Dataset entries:

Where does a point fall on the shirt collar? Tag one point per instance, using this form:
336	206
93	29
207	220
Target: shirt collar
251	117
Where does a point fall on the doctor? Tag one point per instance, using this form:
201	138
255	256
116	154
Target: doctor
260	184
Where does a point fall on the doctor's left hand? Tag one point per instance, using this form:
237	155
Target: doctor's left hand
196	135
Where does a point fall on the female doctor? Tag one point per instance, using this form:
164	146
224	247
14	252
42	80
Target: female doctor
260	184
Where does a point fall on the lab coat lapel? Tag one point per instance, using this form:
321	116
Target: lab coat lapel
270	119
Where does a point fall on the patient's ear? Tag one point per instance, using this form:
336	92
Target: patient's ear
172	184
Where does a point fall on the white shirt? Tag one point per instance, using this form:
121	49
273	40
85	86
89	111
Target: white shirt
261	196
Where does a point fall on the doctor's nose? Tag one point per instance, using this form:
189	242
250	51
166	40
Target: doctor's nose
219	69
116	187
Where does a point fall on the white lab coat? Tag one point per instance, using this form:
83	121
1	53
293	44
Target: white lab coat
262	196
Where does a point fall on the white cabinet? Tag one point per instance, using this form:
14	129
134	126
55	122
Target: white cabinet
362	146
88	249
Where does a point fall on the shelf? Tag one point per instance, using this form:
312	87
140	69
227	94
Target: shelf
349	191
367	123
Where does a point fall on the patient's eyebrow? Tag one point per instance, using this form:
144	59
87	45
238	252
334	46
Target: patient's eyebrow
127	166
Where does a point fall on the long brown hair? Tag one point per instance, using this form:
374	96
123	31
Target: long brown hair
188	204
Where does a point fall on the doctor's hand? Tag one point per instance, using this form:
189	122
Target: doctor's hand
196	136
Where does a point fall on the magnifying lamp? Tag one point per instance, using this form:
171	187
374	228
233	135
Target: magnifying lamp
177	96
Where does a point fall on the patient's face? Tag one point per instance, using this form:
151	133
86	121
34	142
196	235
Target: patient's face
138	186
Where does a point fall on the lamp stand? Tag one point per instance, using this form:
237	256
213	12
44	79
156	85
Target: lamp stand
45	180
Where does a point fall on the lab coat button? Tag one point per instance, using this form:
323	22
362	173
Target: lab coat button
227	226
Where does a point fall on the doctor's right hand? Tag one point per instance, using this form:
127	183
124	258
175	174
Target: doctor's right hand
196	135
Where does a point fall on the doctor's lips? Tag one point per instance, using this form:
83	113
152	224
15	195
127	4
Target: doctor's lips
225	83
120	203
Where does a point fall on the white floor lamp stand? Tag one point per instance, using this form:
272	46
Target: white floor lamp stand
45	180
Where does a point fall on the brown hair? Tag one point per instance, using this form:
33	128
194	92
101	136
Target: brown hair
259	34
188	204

◆ **TASK REQUIREMENTS**: Quote every record above word for word, keeping each line as it stands.

◆ **EXERCISE ANSWER**:
Where does a point fall on the shirt collar? Tag one point per instance, using this form:
336	206
93	29
207	220
Target: shirt collar
251	117
Where does a point fall on the doctor? Tag one point per instance, using this form:
201	138
255	256
116	154
Target: doctor
260	184
Where does a point fall on the doctor's left hand? Tag one point per instance, using this form:
237	155
Target: doctor's left hand
196	135
Where does a point fall on the female doctor? Tag one point per instance, using this form:
164	146
224	247
14	252
42	80
Target: female doctor
260	184
Where does a point fall on the lab coat lapel? Tag one point per instance, using this form:
321	116
Target: lab coat lapel
270	119
Where does a point fall on the patient's ear? Tag one point per instance, using this form:
336	92
Target: patient's ear
172	184
Where does a point fall on the white shirt? Tag one point per instance, using this form:
121	49
273	40
85	86
89	111
Target: white shirt
261	196
Where does a point fall on the doctor's nose? Tag one point per instance, using this form:
189	242
250	51
166	40
Target: doctor's nose
219	69
116	187
Where does a point fall on the white lab coat? Tag one point per instance, using this form:
83	121
1	53
293	44
Target: white lab coat
262	196
Where does a point fall on the white cabinet? Tag one point per instance, using this form:
14	129
134	126
55	122
Target: white cabinet
362	146
88	249
Where does a point fall on the shelf? Tag one point per instance, using this form:
312	87
140	69
227	94
Target: shelf
349	191
367	123
Where does a point fall on the patient's eyebrow? Tag one point per instance, using this form:
144	59
87	45
238	252
334	46
Target: patient's eyebrow
127	166
Where does a point fall on the long brown hair? Tag one point per instance, using this form:
374	96
123	31
Target: long brown hair
188	204
Where does a point fall on the doctor's hand? Tag one point per instance, using this form:
189	122
Target: doctor's hand
196	136
Where does a point fall on the magnifying lamp? Tag one point per instance, using this form:
171	187
374	228
233	135
Target: magnifying lamp
177	96
Where does a point fall on the patient's face? Tag one point per instance, using this form:
151	133
86	121
34	142
196	235
Target: patient's face
138	186
Where does a point fall on the lamp stand? Tag one point per instance, using this form:
237	256
213	12
44	79
156	85
Target: lamp stand
45	180
Where does a point fall on the lab coat button? Tag one point per instance, using this form:
323	22
362	173
Target: lab coat button
227	226
Where does a point fall on the doctor's right hand? Tag one point per instance, using this form:
127	183
124	258
175	174
Target: doctor's right hand
196	135
Where does a point fall on the doctor's lips? Tag one point per instance, using this form:
83	113
152	224
15	195
127	4
Target: doctor's lips
225	83
120	203
Where does a point fall on the white floor lamp stand? Tag one point per instance, using this form:
272	46
Target: white floor lamp stand
45	180
Where does a point fall on the brown hair? Tag one point per instance, using this form:
33	128
194	92
101	136
Target: brown hair
259	34
188	204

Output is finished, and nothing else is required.